===== Extrait du texte =====
C'est en 1989 que vit le jour la commission Stevens, du nom du haut fonctionnaire de police qui en fut chargé. Pat Finucane, un avocat connu pour avoir défendu nombre de militants nationalistes devant les tribunaux, avait été assassiné par l'UDA, un groupe de l'extrême droite protestante. Celui-ci avait publié des rapports top-secrets émanant de l'armée anglaise sur les faits et gestes d'individus connus pour leurs sympathies nationalistes, dont Finucane. Qui plus est, peu auparavant, un ministre de Thatcher, Douglas Hogg, avait dénoncé à la Chambre des communes "ces avocats qui sympathisent de façon indécente avec la cause de l'IRA". Aux yeux d'une partie de l'opinion, la collusion entre l'UDA et l'État britannique dans l'assassinat de Finucane ne faisait pas de doute.
C'est pour étouffer le scandale menaçant que Thatcher mit en place la commission Stevens. Dans une certaine mesure, elle y parvint, jusqu'au jour de 1992 où un quotidien britannique révéla que le responsable aux renseignements de l'UDA au moment du meurtre, un certain Brian Nelson, était un agent infiltré de l'armée britannique. Non seulement Nelson avait été au courant des plans de l'UDA contre Finucane, ainsi que son supérieur direct dans l'armée britannique le colonel Gordon Kerr, mais il était le mieux placé pour les avoir inspirés!
Ces révélations relancèrent le scandale et l'enquête. Stevens, pourtant peu suspect d'hostilité envers l'armée, s'entêta face aux coups tordus des gouvernements successifs pour le faire renoncer et malgré l'interdiction qui lui fut faite de publier ses conclusions. Cette interdiction fut confirmée par Blair, en 1998, malgré une injonction en bonne et due forme de l'ONU, alors que, par une sinistre ironie, il lançait au même moment ses bombardiers contre l'Irak dans l'opération "Renard du désert", au nom de la même ONU!
Ce n'est finalement qu'aujourd'hui, quatorze ans après les faits, qu'une version expurgée du rapport Stevens est enfin publiée. Ce n'est pas tout à fait par hasard. Brian Nelson a succombé à la maladie le 11 avril. Or c'était le dernier protagoniste en vie dans cette affaire, en dehors de la hiérarchie politique et militaire, qui se taira. Il n'y a donc plus personne pour en dénouer tous les fils.
===== Données à examiner =====
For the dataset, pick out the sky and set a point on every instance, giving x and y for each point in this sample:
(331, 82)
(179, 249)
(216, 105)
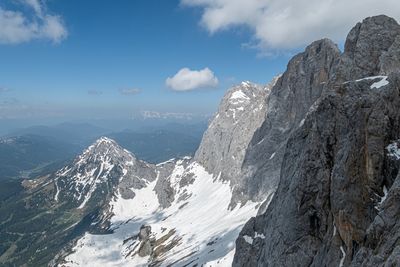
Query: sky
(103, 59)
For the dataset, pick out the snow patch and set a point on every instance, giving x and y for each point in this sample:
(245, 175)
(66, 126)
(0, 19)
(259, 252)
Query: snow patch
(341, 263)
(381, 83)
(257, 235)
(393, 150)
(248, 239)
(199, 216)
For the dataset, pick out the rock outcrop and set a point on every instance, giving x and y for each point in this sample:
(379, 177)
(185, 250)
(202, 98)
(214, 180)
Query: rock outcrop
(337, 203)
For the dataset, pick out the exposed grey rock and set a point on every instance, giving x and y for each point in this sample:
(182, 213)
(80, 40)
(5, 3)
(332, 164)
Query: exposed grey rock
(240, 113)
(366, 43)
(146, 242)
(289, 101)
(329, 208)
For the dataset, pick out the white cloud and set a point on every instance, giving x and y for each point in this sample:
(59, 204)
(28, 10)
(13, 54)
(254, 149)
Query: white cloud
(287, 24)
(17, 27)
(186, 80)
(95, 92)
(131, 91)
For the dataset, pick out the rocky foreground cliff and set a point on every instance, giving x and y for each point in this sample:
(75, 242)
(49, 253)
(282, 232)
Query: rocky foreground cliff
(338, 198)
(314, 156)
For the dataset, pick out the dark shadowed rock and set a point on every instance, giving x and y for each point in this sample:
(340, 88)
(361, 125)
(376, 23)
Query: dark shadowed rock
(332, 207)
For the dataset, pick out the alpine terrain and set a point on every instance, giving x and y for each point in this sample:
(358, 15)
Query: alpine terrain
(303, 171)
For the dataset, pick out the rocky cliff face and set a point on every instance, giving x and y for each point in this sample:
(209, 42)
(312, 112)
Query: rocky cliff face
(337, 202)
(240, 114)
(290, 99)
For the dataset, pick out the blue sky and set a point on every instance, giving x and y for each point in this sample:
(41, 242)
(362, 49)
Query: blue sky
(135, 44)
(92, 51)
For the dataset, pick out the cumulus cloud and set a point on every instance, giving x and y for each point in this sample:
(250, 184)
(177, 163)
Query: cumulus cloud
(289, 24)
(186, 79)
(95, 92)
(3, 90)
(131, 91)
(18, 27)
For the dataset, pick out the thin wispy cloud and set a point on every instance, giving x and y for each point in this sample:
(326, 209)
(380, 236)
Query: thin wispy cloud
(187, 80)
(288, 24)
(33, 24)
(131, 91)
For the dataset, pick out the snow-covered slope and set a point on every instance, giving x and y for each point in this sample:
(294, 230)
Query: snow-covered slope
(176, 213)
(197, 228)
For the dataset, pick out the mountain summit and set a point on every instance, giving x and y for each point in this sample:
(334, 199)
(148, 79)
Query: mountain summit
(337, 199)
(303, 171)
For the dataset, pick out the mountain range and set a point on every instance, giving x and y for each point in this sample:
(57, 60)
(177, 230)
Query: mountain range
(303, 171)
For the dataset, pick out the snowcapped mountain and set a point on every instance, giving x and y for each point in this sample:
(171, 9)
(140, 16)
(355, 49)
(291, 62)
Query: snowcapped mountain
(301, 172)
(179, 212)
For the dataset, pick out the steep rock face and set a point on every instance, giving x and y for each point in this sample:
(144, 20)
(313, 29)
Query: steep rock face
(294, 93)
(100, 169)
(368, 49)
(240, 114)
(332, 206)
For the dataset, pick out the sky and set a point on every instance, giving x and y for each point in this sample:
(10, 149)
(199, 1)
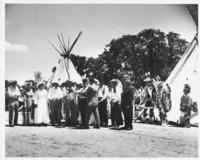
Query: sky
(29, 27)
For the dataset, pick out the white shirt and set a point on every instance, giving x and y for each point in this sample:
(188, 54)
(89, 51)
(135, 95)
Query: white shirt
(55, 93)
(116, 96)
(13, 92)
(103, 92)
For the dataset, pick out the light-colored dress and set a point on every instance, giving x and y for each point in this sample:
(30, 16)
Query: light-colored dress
=====
Tâche à réaliser 1>
Indiquez si chacune des affirmations suivantes concorde avec l'extrait sur la commission Stevens, en répondant par oui ou par non et en citant les mots décisifs de l'extrait : (a) Pat Finucane a été tué par l'UDA ; (b) Brian Nelson était un agent infiltré de l'armée britannique ; (c) le rapport Stevens a été publié dans son intégralité.
Tâche à réaliser 2>
Poursuivez l'extrait sur la commission Stevens à partir de sa dernière phrase.
Les lignes de données n'interviennent pas ici.

Réponse rédigée 1>
(a) Oui : « avait été assassiné par l'UDA ».
(b) Oui : « était un agent infiltré de l'armée britannique ».
(c) Non : « une version expurgée du rapport Stevens est enfin publiée ».

Réponse rédigée 2>
Mais, même expurgé, le rapport Stevens révèle à quel point l'armée britannique s'efforça de manipuler l'UDA (et d'autres groupes similaires sans doute), non seulement pour éliminer des militants républicains, mais aussi pour semer la terreur et la haine dans la population, en dirigeant les tirs des gangs de l'UDA contre des gens dont le seul tort était d'être nés dans une famille catholique. A lui seul, Brian Nelson (et avec lui les services spéciaux de l'armée anglaise) aurait été directement responsable de 29 assassinats recensés. Auxquels il faudrait encore ajouter les dizaines d'autres dont il a désigné les cibles, du fait de son rôle au sein de l'UDA.
Cela n'empêche pas Kerr, le chef de Brian Nelson, aujourd'hui général de brigade, de couler des jours paisibles comme attaché militaire à Pékin. Pas plus que cela n'empêche les politiciens, de tous bords d'ailleurs, qui depuis quatorze ans ont tout fait pour empêcher la vérité sur les opérations terroristes de l'armée britannique d'éclater au grand jour, de nier toute responsabilité. A commencer par Blair, lui qui, depuis le 11 novembre 2001, n'a cessé de poser au champion de la "guerre contre le terrorisme" de Bush. On voit pourtant qu'en Irlande du Nord comme à Bagdad, l'impérialisme n'a rien contre l'usage du terrorisme, pourvu que ce soit pour servir ses intérêts contre les peuples.